* RECORD EXTRACTS

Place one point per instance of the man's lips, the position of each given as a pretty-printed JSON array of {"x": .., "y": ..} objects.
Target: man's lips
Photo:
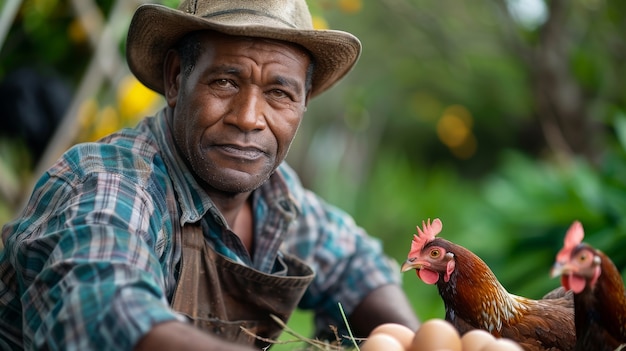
[{"x": 240, "y": 152}]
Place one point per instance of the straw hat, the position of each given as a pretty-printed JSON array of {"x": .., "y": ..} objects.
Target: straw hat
[{"x": 154, "y": 29}]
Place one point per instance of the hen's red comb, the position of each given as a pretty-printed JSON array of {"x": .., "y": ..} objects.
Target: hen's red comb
[
  {"x": 425, "y": 234},
  {"x": 573, "y": 237}
]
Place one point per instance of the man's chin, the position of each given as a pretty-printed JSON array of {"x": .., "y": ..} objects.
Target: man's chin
[{"x": 236, "y": 182}]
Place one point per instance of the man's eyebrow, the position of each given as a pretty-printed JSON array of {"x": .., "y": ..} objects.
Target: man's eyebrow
[
  {"x": 229, "y": 69},
  {"x": 288, "y": 82}
]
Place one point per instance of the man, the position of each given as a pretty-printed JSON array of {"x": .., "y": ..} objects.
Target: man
[{"x": 189, "y": 231}]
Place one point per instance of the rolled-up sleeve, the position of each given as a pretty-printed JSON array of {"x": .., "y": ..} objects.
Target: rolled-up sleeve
[{"x": 87, "y": 268}]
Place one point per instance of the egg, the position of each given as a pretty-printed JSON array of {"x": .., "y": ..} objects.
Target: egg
[
  {"x": 475, "y": 339},
  {"x": 502, "y": 345},
  {"x": 379, "y": 342},
  {"x": 400, "y": 332},
  {"x": 436, "y": 334}
]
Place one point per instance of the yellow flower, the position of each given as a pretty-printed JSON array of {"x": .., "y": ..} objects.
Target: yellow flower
[
  {"x": 319, "y": 23},
  {"x": 107, "y": 123},
  {"x": 350, "y": 6},
  {"x": 134, "y": 99}
]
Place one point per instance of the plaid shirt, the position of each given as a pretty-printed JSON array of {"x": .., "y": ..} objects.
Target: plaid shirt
[{"x": 91, "y": 264}]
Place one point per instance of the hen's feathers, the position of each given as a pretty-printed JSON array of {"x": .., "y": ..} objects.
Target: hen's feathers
[
  {"x": 599, "y": 293},
  {"x": 475, "y": 299}
]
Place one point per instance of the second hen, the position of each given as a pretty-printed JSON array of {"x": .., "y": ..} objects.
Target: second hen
[
  {"x": 599, "y": 293},
  {"x": 475, "y": 299}
]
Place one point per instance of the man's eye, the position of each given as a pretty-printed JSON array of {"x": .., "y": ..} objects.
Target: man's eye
[
  {"x": 277, "y": 93},
  {"x": 223, "y": 83}
]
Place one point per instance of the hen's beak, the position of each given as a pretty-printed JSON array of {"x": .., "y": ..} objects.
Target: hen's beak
[
  {"x": 560, "y": 268},
  {"x": 410, "y": 264}
]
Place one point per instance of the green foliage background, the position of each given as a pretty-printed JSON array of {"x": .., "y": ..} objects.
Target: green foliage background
[{"x": 543, "y": 134}]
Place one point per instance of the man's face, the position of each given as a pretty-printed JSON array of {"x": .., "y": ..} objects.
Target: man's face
[{"x": 237, "y": 112}]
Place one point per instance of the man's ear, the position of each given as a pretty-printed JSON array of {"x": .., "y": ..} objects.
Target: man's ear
[{"x": 171, "y": 77}]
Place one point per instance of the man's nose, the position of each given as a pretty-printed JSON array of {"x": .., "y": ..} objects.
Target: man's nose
[{"x": 248, "y": 111}]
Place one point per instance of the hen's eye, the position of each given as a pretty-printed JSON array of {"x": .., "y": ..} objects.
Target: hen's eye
[{"x": 435, "y": 253}]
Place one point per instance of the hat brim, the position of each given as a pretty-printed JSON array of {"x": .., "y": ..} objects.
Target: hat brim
[{"x": 154, "y": 29}]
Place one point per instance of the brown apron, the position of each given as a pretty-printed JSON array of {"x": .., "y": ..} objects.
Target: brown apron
[{"x": 221, "y": 296}]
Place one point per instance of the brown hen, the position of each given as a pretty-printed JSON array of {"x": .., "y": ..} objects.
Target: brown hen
[
  {"x": 474, "y": 298},
  {"x": 599, "y": 294}
]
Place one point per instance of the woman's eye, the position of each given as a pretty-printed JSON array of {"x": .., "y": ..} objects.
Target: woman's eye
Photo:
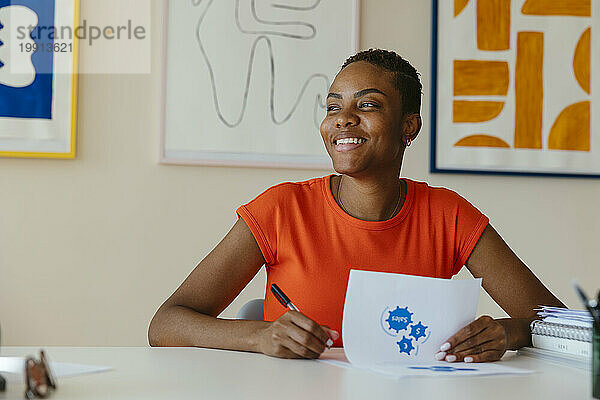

* STATED GOAL
Please reproduce the records from the line containing "Place one point per instance of the man's ear, the" through the end of the records, requests included, shifting every point coordinate in the answers by -138. Leave the pictures out.

* RESPONSE TO THIS EXERCISE
Place one point per instance of the man's ear, the position of each given as a pretty-printed JSON array of {"x": .., "y": ..} objects.
Target: man's ear
[{"x": 33, "y": -61}]
Place one point per instance of the man's nose, the position of each given as a pretty-printed JSON array of {"x": .., "y": ..} objects.
Target: man's nose
[{"x": 110, "y": -27}]
Place one point per instance of the hen's eye, the position of each given as a pretty-printed JSON array of {"x": .., "y": ..} objects.
Target: hen's eye
[{"x": 297, "y": 115}]
Place one point per instance of the hat brim, the position of each given as a pretty-printed JSON array of {"x": .., "y": ..} objects.
Target: hat brim
[{"x": 16, "y": -109}]
Place one point per instance of the brown apron, the position of each given as a pretty-printed JSON array of {"x": .., "y": ..} objects.
Target: brown apron
[{"x": 83, "y": 158}]
Place one point per instance of the brown hen, the position of each given as a pretty-printed JSON array of {"x": .., "y": ..} objects.
Target: brown hen
[
  {"x": 336, "y": 160},
  {"x": 461, "y": 156}
]
Place one point per instance of the woman's eye, the position of each given as a pretty-printed JSON array of {"x": .., "y": ..} objects.
Target: woman's eye
Photo:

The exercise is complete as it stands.